*Selected extract*.
## Start

ReproNim / reproman

ReproMan (AKA NICEMAN, AKA ReproNim TRD3)
https://reproman.readthedocs.io
Other
24 stars 14 forks source link

run an HTCondor cluster on AWS #490

Closed mjtravers closed 4 years ago

mjtravers commented 4 years ago

Fixes #392

Basic functionality. Still a work in progress

codecov[bot] commented 4 years ago

Codecov Report

Merging #490 into master will not change coverage. The diff coverage is n/a.

Impacted file tree graph

@@           Coverage Diff           @@
##           master     #490   +/-   ##
=======================================
  Coverage   89.35%   89.35%           
=======================================
  Files         149      149           
  Lines       12267    12267           
=======================================
  Hits        10961    10961           
  Misses       1306     1306

Continue to review full report at Codecov.

Legend - Click here to learn more Δ = absolute <relative> (impact), ø = not affected, ? = missing data Powered by Codecov. Last update b40b96c...ad85f13. Read the comment docs.

chaselgrove commented 4 years ago

This looks fine to me and works with datalad-pair-run and plain. The Travis test time out, but tests pass for me.

What else does this need? Anything else to test?

kyleam commented 4 years ago

The Travis test time out

I'll take a look tomorrow to see if I can figure out what's stalling.

kyleam commented 4 years ago

The Travis test time out

I'll take a look tomorrow to see if I can figure out what's stalling.

Looks like it's test_orchestrators.py::test_orc_datalad_concurrent[sub:condor-orc:pair-run]. Without the changes in this PR, the Travis job doesn't stall. The likely culprit from this PR is

diff --git a/reproman/support/jobs/job_templates/submission/condor.template b/reproman/support/jobs/job_templates/submission/condor.template
index bdaf040ad..c125fe507 100644
--- a/reproman/support/jobs/job_templates/submission/condor.template
+++ b/reproman/support/jobs/job_templates/submission/condor.template
@@ -9,6 +9,8 @@ environment  = ""
 Output  = {{ _meta_directory }}/stdout.$(Process)
 Error   = {{ _meta_directory }}/stderr.$(Process)
 Log     = {{ _meta_directory }}/log.$(Process)
+should_transfer_files   = Yes
+when_to_transfer_output = ON_EXIT

 {#
   TODO: Need to check spec form compatibility between different batch

The changes in this PR do not make any of the tests stall for me locally, so perhaps we're looking at git-annex-related ssh stalling that we've been dealing with on DataLad's end. That was specific to Xenial, so I've triggered a job with Bionic to see if the stall still happens there.

## End

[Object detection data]
## Start

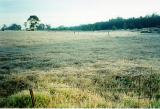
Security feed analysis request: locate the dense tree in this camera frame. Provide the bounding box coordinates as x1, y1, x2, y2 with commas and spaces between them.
27, 15, 40, 31
1, 24, 7, 31
6, 24, 21, 30
62, 14, 160, 31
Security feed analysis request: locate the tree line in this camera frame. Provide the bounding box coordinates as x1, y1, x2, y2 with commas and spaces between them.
1, 14, 160, 31
65, 14, 160, 31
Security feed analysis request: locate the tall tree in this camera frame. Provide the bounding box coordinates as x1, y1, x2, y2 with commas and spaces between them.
1, 24, 7, 31
27, 15, 40, 31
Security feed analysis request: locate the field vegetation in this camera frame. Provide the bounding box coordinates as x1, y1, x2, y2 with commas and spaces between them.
0, 30, 160, 108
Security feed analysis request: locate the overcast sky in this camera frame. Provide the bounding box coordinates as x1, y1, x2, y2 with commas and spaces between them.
0, 0, 160, 26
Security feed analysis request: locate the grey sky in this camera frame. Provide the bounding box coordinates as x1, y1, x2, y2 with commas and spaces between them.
0, 0, 160, 26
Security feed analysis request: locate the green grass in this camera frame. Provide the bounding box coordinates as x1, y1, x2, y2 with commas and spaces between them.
0, 31, 160, 107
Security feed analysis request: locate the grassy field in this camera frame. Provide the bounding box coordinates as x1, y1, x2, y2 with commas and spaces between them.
0, 31, 160, 107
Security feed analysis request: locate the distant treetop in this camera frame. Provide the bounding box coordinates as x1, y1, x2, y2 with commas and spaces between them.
27, 15, 40, 21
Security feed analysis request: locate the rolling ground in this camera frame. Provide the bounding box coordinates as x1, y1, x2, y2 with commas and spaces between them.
0, 31, 160, 107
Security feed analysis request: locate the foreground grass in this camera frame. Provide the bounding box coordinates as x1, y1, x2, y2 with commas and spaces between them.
0, 31, 160, 107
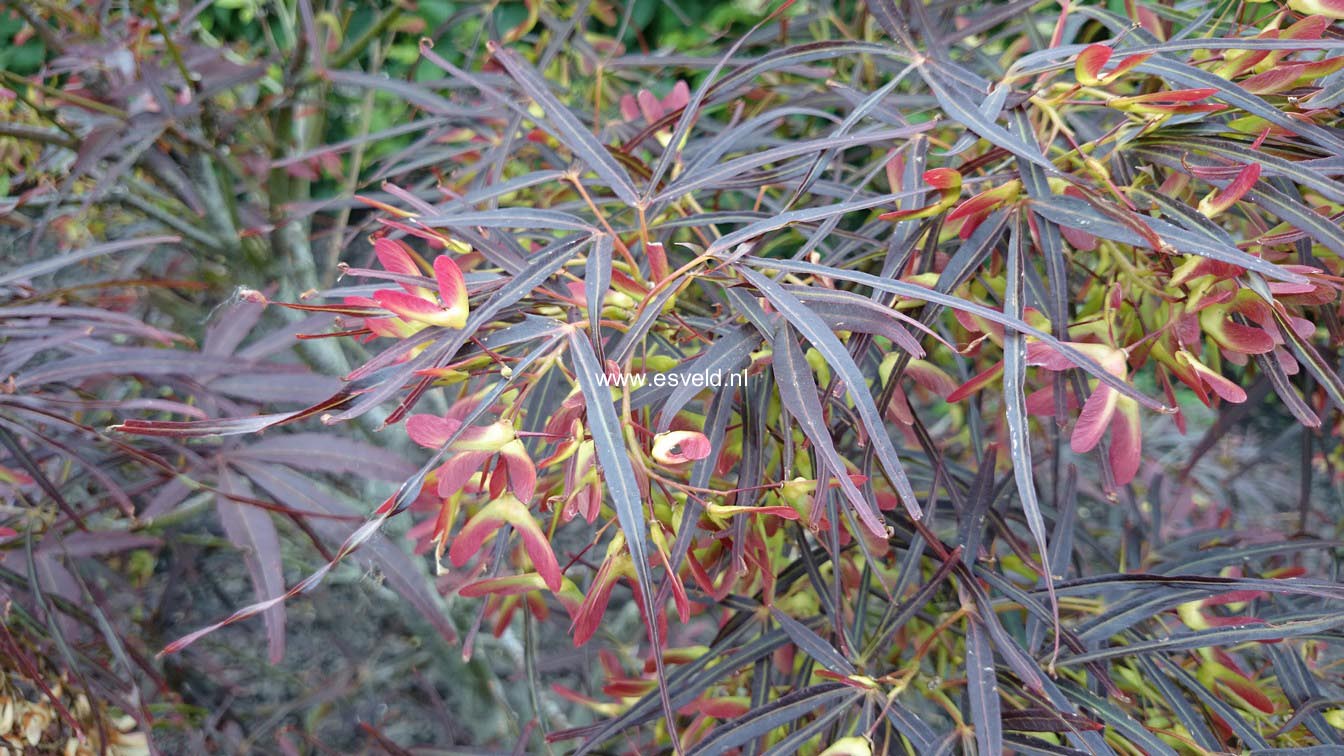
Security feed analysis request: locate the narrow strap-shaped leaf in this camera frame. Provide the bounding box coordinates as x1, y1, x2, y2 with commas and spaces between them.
771, 322, 886, 535
1060, 681, 1176, 756
215, 465, 285, 665
1059, 611, 1344, 666
882, 700, 938, 753
653, 122, 933, 202
569, 328, 676, 742
1004, 215, 1059, 652
644, 0, 792, 200
1031, 196, 1306, 284
583, 234, 616, 358
919, 63, 1059, 175
332, 237, 591, 422
704, 191, 921, 254
1153, 654, 1269, 748
569, 330, 653, 570
785, 285, 942, 359
770, 607, 855, 675
1125, 132, 1344, 202
1274, 308, 1344, 412
737, 266, 923, 524
1265, 643, 1344, 745
653, 327, 761, 433
0, 237, 181, 287
415, 207, 597, 234
745, 257, 1169, 412
1126, 57, 1344, 155
687, 682, 863, 756
966, 615, 1004, 755
1134, 644, 1220, 753
487, 40, 638, 206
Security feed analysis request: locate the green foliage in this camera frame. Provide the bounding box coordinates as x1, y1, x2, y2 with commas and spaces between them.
0, 0, 1344, 753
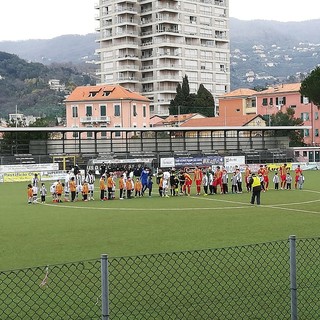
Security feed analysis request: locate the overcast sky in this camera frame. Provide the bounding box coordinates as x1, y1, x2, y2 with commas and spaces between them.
0, 0, 320, 41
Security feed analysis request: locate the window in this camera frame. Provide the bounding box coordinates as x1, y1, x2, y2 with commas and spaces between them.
114, 104, 120, 117
86, 106, 92, 117
87, 126, 93, 139
132, 104, 138, 117
190, 16, 197, 23
300, 112, 309, 121
72, 106, 78, 118
72, 126, 79, 139
101, 125, 107, 138
114, 124, 121, 138
276, 97, 286, 106
100, 105, 107, 117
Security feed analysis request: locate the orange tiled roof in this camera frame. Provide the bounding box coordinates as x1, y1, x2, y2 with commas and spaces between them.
256, 82, 301, 95
163, 113, 198, 122
181, 115, 257, 127
65, 85, 149, 102
220, 88, 257, 99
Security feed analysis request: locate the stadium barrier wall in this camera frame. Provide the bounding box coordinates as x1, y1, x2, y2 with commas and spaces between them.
0, 236, 320, 320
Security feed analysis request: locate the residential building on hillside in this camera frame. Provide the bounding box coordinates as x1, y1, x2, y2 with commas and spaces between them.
153, 113, 206, 127
219, 83, 320, 146
65, 85, 150, 138
96, 0, 230, 115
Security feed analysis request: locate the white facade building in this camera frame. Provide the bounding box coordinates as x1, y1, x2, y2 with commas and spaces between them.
96, 0, 230, 115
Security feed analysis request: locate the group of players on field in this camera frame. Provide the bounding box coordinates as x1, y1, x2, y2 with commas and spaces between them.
27, 164, 304, 203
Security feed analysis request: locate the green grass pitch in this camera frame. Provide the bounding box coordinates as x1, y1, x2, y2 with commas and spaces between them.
0, 171, 320, 270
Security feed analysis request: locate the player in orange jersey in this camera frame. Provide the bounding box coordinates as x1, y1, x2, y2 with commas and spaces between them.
99, 174, 106, 201
193, 167, 203, 196
244, 165, 251, 192
263, 165, 269, 190
294, 164, 302, 189
280, 163, 287, 189
213, 166, 223, 193
183, 171, 192, 196
69, 177, 77, 202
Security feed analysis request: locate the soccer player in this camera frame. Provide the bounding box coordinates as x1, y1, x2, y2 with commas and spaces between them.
75, 170, 83, 200
107, 173, 114, 200
119, 174, 126, 200
244, 165, 251, 192
82, 181, 89, 201
294, 164, 302, 189
280, 163, 287, 190
40, 183, 47, 203
69, 177, 77, 202
86, 170, 95, 200
212, 166, 222, 193
183, 171, 192, 196
126, 176, 133, 199
134, 178, 142, 197
140, 167, 150, 196
263, 165, 269, 191
56, 180, 63, 202
193, 167, 203, 196
99, 174, 106, 201
27, 183, 33, 204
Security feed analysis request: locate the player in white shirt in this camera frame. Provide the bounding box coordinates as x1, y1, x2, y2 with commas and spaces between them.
86, 170, 95, 200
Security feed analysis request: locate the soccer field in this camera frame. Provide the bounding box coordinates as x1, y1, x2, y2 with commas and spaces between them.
0, 171, 320, 270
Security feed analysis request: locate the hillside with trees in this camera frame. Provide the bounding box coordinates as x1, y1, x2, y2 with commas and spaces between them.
0, 52, 95, 118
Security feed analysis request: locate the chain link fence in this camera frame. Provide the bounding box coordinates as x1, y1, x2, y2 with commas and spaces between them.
0, 237, 320, 320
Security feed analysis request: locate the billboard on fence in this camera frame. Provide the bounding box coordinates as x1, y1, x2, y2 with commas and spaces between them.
224, 156, 246, 173
0, 163, 59, 173
3, 172, 40, 182
160, 156, 223, 168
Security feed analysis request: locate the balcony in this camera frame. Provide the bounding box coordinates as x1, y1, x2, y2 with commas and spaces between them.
80, 116, 110, 124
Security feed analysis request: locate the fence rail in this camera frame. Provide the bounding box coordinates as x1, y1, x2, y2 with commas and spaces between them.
0, 236, 320, 320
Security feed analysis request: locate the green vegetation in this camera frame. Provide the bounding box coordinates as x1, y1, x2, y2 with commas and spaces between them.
300, 66, 320, 109
0, 51, 95, 118
272, 108, 305, 147
169, 76, 214, 117
0, 171, 320, 270
0, 171, 320, 320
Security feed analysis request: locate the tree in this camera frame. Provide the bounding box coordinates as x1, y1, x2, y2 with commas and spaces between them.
271, 108, 305, 147
169, 76, 191, 114
1, 118, 49, 153
169, 76, 214, 116
300, 67, 320, 109
194, 84, 215, 117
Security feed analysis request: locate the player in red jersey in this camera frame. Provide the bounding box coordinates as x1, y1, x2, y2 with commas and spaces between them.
294, 164, 302, 189
213, 166, 223, 193
280, 163, 287, 189
263, 165, 269, 191
183, 171, 192, 196
193, 167, 203, 196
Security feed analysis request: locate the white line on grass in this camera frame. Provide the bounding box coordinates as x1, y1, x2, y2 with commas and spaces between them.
42, 190, 320, 214
41, 203, 248, 211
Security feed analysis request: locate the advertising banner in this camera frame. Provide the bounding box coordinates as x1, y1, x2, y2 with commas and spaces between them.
0, 163, 59, 173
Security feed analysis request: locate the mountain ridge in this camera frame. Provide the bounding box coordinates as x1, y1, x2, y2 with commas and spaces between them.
0, 18, 320, 90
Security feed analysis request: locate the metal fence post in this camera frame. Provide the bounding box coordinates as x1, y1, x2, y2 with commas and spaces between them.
101, 254, 109, 320
289, 236, 298, 320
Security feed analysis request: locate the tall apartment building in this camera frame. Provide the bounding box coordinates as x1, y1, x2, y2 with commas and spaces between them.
96, 0, 230, 115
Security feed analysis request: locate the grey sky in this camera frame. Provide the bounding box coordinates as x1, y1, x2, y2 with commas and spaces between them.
0, 0, 320, 41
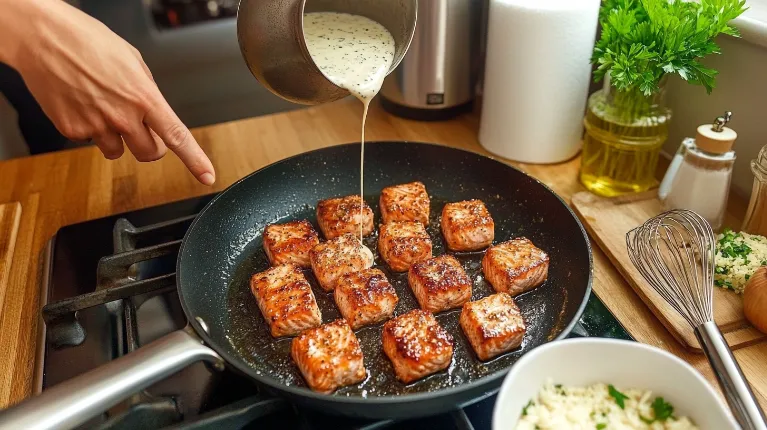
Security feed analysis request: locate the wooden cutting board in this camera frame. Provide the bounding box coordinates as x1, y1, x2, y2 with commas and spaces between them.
0, 202, 21, 308
572, 191, 767, 352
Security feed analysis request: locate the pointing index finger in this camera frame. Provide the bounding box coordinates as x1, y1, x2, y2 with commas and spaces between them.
144, 97, 216, 185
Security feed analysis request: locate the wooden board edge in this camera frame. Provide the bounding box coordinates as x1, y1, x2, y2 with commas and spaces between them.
0, 202, 21, 310
571, 191, 702, 352
571, 191, 767, 353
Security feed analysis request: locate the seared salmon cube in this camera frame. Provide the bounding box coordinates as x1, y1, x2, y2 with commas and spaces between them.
317, 195, 374, 240
382, 309, 453, 384
459, 293, 525, 361
407, 255, 471, 313
378, 182, 429, 225
290, 319, 367, 393
309, 233, 373, 291
264, 220, 320, 268
378, 221, 431, 272
333, 269, 399, 330
250, 264, 322, 337
441, 200, 495, 251
482, 237, 549, 296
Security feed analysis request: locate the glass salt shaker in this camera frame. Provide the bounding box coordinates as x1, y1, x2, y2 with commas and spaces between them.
741, 145, 767, 236
658, 112, 736, 230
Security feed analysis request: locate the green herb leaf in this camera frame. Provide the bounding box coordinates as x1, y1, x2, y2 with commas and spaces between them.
607, 385, 629, 409
651, 397, 674, 421
591, 0, 747, 95
522, 400, 534, 417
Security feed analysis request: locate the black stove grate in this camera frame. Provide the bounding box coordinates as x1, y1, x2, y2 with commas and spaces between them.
39, 196, 628, 430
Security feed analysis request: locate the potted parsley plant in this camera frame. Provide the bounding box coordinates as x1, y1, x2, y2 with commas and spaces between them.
580, 0, 746, 196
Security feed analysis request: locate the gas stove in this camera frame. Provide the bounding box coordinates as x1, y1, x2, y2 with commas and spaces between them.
35, 195, 631, 430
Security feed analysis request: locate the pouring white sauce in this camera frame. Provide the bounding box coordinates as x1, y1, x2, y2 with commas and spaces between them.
304, 12, 394, 242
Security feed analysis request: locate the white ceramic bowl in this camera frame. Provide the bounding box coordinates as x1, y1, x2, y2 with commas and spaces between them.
493, 338, 738, 430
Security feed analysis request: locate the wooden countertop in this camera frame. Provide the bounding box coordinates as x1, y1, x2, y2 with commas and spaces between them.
0, 100, 767, 407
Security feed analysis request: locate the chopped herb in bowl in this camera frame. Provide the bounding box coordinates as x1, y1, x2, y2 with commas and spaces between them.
714, 229, 767, 294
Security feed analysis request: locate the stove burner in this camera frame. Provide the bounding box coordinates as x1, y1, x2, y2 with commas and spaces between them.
38, 195, 630, 430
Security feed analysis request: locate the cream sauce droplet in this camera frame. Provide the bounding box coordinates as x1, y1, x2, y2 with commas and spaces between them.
304, 12, 395, 242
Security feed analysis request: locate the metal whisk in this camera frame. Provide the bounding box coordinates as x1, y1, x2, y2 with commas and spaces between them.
626, 210, 767, 430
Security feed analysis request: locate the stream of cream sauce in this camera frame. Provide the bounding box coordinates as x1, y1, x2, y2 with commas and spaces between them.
304, 12, 394, 242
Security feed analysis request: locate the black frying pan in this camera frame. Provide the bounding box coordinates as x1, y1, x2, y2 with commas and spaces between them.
0, 142, 592, 428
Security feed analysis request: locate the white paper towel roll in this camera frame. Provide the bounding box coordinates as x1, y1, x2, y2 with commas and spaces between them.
479, 0, 600, 163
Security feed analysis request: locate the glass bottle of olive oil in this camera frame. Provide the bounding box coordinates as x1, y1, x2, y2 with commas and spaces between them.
580, 77, 671, 197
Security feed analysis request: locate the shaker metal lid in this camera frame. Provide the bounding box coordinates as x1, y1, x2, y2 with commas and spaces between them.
695, 112, 738, 154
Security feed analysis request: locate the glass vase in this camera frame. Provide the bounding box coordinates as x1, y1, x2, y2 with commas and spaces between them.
580, 77, 671, 197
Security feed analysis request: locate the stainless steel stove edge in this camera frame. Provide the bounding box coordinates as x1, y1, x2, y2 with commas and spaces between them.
32, 235, 56, 395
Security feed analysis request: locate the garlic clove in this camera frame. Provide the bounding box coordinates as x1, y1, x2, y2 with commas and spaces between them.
743, 267, 767, 333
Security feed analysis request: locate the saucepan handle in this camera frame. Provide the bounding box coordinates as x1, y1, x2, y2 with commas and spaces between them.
0, 328, 223, 429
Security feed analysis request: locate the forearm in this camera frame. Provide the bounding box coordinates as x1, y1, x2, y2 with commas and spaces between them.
0, 0, 45, 69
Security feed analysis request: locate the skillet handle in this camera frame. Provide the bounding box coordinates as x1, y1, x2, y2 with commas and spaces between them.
0, 327, 224, 429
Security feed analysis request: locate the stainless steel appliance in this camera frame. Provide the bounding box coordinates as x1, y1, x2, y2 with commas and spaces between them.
380, 0, 487, 120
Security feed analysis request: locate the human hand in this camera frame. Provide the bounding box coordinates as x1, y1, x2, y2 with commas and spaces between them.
0, 0, 215, 185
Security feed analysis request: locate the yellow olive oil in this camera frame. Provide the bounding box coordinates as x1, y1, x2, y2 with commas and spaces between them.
580, 86, 671, 197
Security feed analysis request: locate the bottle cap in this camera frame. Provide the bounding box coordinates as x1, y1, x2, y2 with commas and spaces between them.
695, 112, 738, 154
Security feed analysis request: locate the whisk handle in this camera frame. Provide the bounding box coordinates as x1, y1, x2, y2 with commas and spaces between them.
695, 321, 767, 430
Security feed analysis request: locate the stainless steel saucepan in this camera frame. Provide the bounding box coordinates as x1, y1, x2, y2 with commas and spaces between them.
237, 0, 418, 105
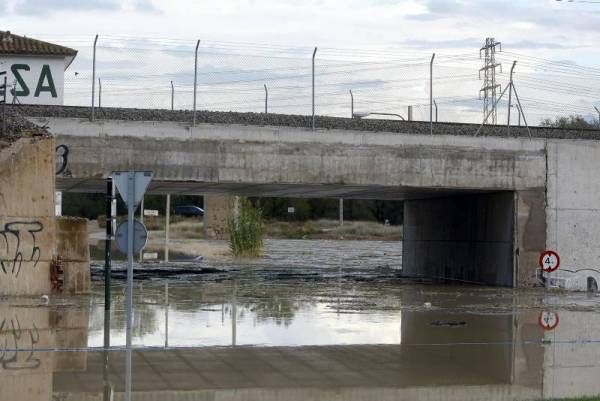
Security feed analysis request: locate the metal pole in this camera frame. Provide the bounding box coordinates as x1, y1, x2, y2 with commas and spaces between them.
192, 40, 200, 127
429, 53, 435, 135
2, 76, 5, 136
506, 60, 517, 135
264, 84, 269, 114
125, 170, 135, 400
312, 47, 317, 131
171, 81, 175, 110
92, 34, 98, 121
165, 282, 169, 348
231, 279, 237, 347
165, 194, 171, 262
140, 196, 144, 224
104, 177, 114, 311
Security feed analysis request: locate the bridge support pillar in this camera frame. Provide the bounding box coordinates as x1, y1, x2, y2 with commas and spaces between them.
402, 192, 515, 287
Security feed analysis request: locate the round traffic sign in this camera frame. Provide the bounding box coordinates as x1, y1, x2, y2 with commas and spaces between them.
538, 310, 560, 331
115, 220, 148, 253
539, 251, 560, 273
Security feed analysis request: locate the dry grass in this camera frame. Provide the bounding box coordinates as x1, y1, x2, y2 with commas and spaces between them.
265, 220, 402, 241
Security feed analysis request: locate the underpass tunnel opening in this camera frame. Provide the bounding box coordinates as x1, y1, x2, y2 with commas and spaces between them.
402, 191, 516, 287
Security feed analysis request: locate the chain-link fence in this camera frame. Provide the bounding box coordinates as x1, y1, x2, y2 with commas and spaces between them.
36, 36, 600, 125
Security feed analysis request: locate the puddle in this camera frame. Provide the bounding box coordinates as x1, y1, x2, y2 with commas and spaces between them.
0, 241, 600, 401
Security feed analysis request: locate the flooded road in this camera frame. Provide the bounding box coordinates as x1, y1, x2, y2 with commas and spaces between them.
0, 241, 600, 401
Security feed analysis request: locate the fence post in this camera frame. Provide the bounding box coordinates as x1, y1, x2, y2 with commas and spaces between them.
312, 47, 317, 131
171, 81, 175, 110
0, 71, 8, 136
429, 53, 435, 135
192, 40, 200, 127
264, 84, 269, 114
92, 34, 98, 121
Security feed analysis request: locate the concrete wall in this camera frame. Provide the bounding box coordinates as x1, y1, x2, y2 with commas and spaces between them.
0, 137, 56, 295
36, 118, 545, 191
204, 195, 239, 239
0, 304, 89, 401
56, 217, 91, 294
547, 141, 600, 289
402, 192, 515, 286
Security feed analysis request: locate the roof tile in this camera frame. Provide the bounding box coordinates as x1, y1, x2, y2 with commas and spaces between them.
0, 31, 77, 56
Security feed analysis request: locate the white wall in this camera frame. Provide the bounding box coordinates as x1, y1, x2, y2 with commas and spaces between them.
0, 56, 65, 105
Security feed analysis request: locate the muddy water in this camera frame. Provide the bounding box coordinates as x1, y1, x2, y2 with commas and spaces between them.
0, 241, 600, 401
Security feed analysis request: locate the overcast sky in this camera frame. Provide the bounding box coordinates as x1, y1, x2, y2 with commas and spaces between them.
0, 0, 600, 122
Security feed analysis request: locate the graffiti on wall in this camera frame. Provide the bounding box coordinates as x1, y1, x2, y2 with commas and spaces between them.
56, 145, 69, 175
0, 318, 41, 370
0, 221, 44, 277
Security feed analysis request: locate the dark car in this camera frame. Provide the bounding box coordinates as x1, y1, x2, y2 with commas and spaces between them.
175, 205, 204, 217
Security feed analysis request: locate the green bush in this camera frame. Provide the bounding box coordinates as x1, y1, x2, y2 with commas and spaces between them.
227, 199, 265, 258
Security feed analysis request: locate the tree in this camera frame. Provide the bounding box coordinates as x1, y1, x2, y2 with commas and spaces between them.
540, 114, 597, 129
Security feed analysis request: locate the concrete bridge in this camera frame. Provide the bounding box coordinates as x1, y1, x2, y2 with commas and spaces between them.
20, 107, 600, 286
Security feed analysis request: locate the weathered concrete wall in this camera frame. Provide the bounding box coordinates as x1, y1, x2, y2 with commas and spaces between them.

## End

*Work instructions*.
a) Say whether each statement below agrees with the pull request thread, and for each one answer yes or no, quoting the deciding words of the thread. (i) Merging #490 into master will change coverage. (ii) kyleam reports that the changes make tests stall locally. (iii) Without the changes in #490, the Travis job does not stall.
b) Quote the pull request thread from "mjtravers commented 4" to "coverage is n/a.".

*Solutions to the tasks*.
a)
(i) No: "Merging #490 into master will not change coverage."
(ii) No: "The changes in this PR do not make any of the tests stall for me locally"
(iii) Yes: "Without the changes in this PR, the Travis job doesn't stall."

b)
mjtravers commented 4 years ago

Fixes #392

Basic functionality. Still a work in progress

codecov[bot] commented 4 years ago

Codecov Report

Merging #490 into master will not change coverage. The diff coverage is n/a.